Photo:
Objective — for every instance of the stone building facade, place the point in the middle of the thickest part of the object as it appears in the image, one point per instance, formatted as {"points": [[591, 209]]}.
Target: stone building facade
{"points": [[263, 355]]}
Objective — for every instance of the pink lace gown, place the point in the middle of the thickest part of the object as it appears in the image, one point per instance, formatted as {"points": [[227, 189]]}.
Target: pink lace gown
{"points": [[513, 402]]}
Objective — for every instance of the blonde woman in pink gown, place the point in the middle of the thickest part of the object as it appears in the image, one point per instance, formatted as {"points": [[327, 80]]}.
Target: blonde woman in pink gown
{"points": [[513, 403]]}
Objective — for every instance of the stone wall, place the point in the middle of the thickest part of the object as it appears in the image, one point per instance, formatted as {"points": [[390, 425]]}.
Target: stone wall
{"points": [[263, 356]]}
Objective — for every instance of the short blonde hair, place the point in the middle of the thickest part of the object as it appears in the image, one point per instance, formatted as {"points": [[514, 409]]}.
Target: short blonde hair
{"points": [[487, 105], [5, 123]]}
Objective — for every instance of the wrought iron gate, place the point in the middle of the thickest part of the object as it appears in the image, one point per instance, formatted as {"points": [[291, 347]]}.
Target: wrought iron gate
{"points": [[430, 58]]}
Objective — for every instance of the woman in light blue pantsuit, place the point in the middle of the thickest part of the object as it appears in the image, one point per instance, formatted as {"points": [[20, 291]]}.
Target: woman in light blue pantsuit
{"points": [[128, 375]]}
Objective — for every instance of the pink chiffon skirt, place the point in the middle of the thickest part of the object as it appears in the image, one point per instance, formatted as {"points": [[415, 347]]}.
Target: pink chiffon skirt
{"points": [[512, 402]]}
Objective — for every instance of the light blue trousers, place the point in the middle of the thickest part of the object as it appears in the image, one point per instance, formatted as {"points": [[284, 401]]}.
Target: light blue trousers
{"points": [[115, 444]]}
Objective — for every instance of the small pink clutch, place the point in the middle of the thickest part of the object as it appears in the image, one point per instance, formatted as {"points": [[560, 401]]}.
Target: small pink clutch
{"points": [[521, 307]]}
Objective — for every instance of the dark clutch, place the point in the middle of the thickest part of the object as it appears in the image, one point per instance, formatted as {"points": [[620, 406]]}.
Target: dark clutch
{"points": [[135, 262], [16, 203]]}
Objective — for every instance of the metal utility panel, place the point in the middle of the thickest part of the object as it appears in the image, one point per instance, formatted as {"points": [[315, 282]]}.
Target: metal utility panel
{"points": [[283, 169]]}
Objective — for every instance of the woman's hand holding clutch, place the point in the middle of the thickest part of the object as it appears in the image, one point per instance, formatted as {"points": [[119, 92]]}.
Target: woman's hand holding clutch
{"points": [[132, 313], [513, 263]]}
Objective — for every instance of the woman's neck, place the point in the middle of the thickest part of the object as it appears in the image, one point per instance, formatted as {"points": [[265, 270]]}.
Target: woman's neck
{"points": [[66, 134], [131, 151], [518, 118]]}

++++

Your goal » Rewrite every line of the items above as one numbered list, and leave out any blank lines.

Answer to this task »
1. Photo:
2. Objective — for every instance of the stone building facade, place the point in the middle of the thickest part of the object as it appears in the image, one point per instance, formatted as {"points": [[591, 209]]}.
3. Target: stone building facade
4. {"points": [[263, 355]]}
5. Objective — for every instance of the pink lace gown, place the point in the middle of the thickest part of the object as it appears in the image, one point per instance, formatted as {"points": [[227, 189]]}.
6. Target: pink lace gown
7. {"points": [[513, 402]]}
8. Objective — for every instance of the blonde woman in pink gown, place the point in the middle of the thickest part of the object as it appears in the image, one point per instance, formatted as {"points": [[327, 80]]}.
9. Target: blonde woman in pink gown
10. {"points": [[513, 403]]}
11. Objective — for every instance of the stone wall, place the point in the middle of the thickest part of the object as it appears in the image, one point per instance, formatted as {"points": [[390, 425]]}.
12. Target: stone wall
13. {"points": [[263, 356]]}
14. Objective — for every instance of the short blonde hair, place the point in the middle of the thickest part of the object as it appears in the image, one point per instance, formatted as {"points": [[514, 409]]}.
15. Target: short blonde hair
16. {"points": [[487, 105], [5, 123]]}
17. Objective — for every instance of the wrought iron gate, place the point in the middle of the thickest part of the object as it appears in the image, one point per instance, formatted as {"points": [[291, 347]]}.
18. Target: wrought iron gate
19. {"points": [[430, 58]]}
20. Objective — for every instance of the woman in light blue pantsuit, place the point in the middle of the thickest part of the object as it appears in the image, one point per instance, formatted as {"points": [[20, 291]]}.
21. Target: woman in light blue pantsuit
22. {"points": [[128, 375]]}
23. Objective — for every instance of the pink chiffon skirt, place the point in the middle of the thickest part of the object as it appears in the image, one point per instance, formatted as {"points": [[415, 347]]}.
24. Target: pink chiffon skirt
25. {"points": [[512, 402]]}
26. Objective — for every instance of the light blue trousers, place the point in the middle of the thickest part of the object as it appears in the image, one point per instance, formatted as {"points": [[284, 401]]}.
27. Target: light blue trousers
28. {"points": [[115, 444]]}
29. Objective — for every instance of the small pink clutch, place the point in the middle of the thickest part of the object as it appears in the image, one point per instance, formatted as {"points": [[560, 401]]}.
30. Target: small pink clutch
31. {"points": [[521, 307]]}
32. Objective — for every instance of the dark clutch, place the point in the middle of the thickest part of the object as it appears in the image, one point per instance, formatted as {"points": [[620, 406]]}.
33. Target: dark clutch
34. {"points": [[135, 262], [16, 203]]}
35. Objective — for every instance of the metal utility panel, place the point in the middle of the thickest part of the object as it appears in the image, one point per instance, formatted as {"points": [[315, 282]]}.
36. Target: metal utility panel
37. {"points": [[283, 169]]}
38. Objective — for every instance of the woman's hand holding clutch, place the point in the middle of the thickest part of the object as it appears in the image, one point per instance, formatted as {"points": [[119, 92]]}.
39. Target: woman's hand holding clutch
40. {"points": [[132, 313], [513, 263]]}
41. Objective — for every instance of the woman's neck, place the point in the middle of the thickest part of the object as it appears in the image, one point per instance, formatted as {"points": [[265, 270]]}.
42. Target: woman's neck
43. {"points": [[66, 134], [131, 151], [518, 118]]}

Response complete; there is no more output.